SUPPLIED ENTRIES:
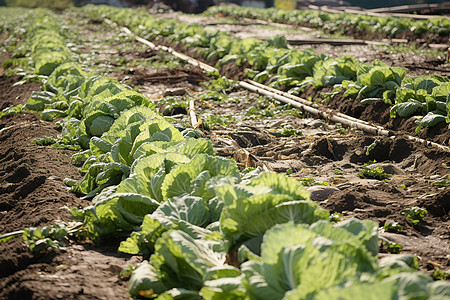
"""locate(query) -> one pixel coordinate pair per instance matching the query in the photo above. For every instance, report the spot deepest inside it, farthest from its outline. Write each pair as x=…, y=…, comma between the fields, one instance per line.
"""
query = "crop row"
x=208, y=230
x=341, y=22
x=271, y=61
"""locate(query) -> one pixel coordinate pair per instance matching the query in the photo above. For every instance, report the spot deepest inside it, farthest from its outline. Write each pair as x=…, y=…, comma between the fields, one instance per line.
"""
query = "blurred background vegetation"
x=62, y=4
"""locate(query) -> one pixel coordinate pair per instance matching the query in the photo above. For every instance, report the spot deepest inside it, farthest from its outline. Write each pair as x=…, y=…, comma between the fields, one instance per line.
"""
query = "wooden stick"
x=294, y=101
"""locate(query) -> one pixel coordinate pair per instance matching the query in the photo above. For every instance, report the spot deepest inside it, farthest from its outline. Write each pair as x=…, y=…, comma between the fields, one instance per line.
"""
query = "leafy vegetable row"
x=341, y=22
x=209, y=231
x=272, y=62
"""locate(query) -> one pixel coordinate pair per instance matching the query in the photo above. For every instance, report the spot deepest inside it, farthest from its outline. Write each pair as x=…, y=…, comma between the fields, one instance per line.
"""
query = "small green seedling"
x=394, y=227
x=374, y=173
x=415, y=214
x=336, y=217
x=370, y=148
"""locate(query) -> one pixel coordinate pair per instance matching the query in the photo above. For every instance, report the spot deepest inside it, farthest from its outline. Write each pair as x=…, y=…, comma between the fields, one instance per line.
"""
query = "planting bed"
x=254, y=131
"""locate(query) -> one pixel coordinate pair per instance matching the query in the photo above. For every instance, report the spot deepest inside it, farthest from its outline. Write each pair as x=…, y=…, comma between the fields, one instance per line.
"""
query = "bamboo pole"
x=317, y=112
x=194, y=121
x=294, y=101
x=309, y=103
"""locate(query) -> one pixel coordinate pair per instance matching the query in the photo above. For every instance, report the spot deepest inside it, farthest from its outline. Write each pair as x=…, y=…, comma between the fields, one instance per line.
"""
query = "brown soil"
x=32, y=192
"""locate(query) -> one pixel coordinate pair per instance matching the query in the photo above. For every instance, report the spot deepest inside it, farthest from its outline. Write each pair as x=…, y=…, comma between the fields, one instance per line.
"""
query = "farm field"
x=200, y=196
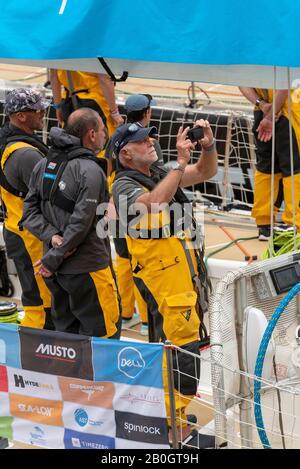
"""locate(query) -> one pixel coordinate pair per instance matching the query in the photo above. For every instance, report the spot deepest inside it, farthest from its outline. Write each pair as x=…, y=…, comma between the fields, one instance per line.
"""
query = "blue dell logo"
x=81, y=417
x=130, y=362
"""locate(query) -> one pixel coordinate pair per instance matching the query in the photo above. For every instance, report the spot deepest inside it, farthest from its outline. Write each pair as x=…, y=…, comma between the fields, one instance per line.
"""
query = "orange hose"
x=238, y=244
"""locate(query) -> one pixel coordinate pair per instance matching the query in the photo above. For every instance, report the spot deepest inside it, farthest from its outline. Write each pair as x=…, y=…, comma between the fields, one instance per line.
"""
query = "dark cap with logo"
x=25, y=99
x=130, y=133
x=137, y=102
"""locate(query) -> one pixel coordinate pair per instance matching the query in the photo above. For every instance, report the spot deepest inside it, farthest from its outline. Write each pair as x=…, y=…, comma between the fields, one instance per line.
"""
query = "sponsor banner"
x=38, y=434
x=43, y=411
x=6, y=430
x=122, y=444
x=9, y=345
x=90, y=393
x=136, y=427
x=88, y=419
x=4, y=404
x=3, y=379
x=140, y=399
x=33, y=384
x=77, y=440
x=56, y=353
x=125, y=362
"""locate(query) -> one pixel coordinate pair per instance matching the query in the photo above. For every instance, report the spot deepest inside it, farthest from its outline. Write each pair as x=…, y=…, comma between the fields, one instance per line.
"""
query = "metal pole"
x=292, y=160
x=171, y=390
x=226, y=161
x=273, y=168
x=245, y=391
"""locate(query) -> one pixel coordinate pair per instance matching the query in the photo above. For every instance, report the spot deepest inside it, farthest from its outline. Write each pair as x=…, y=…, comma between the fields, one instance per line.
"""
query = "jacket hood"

THE EXERCISE:
Copy out everything from the start of the lines down to the line containing "x=254, y=131", both ends included, and add 121 to each x and y value in the coordinate answers. Keep the picture out of your copy.

WORKED ANSWER:
"""locate(query) -> one pixel coordinate pair per instance matching the query in the photo above. For every instance, report the spot deepest inside it, farthest from its outline. Write each pair as x=…, y=…, comma between the fields, one instance per line.
"""
query = "crop row"
x=329, y=351
x=462, y=143
x=392, y=182
"""locate(query) -> one pixel coordinate pair per instance matching the query in the photo above. For every instance, report the spot deepest inside it, farthest from its outline. Write each pair as x=…, y=…, comma between the fields, one instance per line.
"""
query = "blurred background vegetation"
x=183, y=125
"""locate(query) -> one pixel coordinate pair per instance matching the query in the photo above. For every instance, report the spot deepest inside it, farthest from its outline. Write each pair as x=…, y=…, comma between the fields, one instance per line.
"""
query = "wooden stick"
x=415, y=222
"""locate(query) -> one pixel coordinate pair per instance matching the query in the photo above. For every instance, report the spot deepest inside it, farthest from its outline. Write each pair as x=…, y=…, comma between the fields, one instance per line.
"""
query = "leafy vegetable row"
x=462, y=143
x=330, y=352
x=393, y=183
"""locate(query) -> one pixel coordinate pair per instance matching the query in the photo above. For every instance, report the spot deepest inside it, farthest from its outline. Write each pair as x=…, y=…, comma between the fields, one instance per line.
"""
query = "small green seedling"
x=515, y=348
x=495, y=294
x=536, y=335
x=457, y=338
x=491, y=269
"""locate(query) -> one pixel coordinate pair per instance matching the query in the photo above. For every instance, report the spot deepest inside it, farthest from its outline. Write each pair as x=…, y=…, comma between the fields, one instance per line.
"""
query = "planting bed"
x=375, y=252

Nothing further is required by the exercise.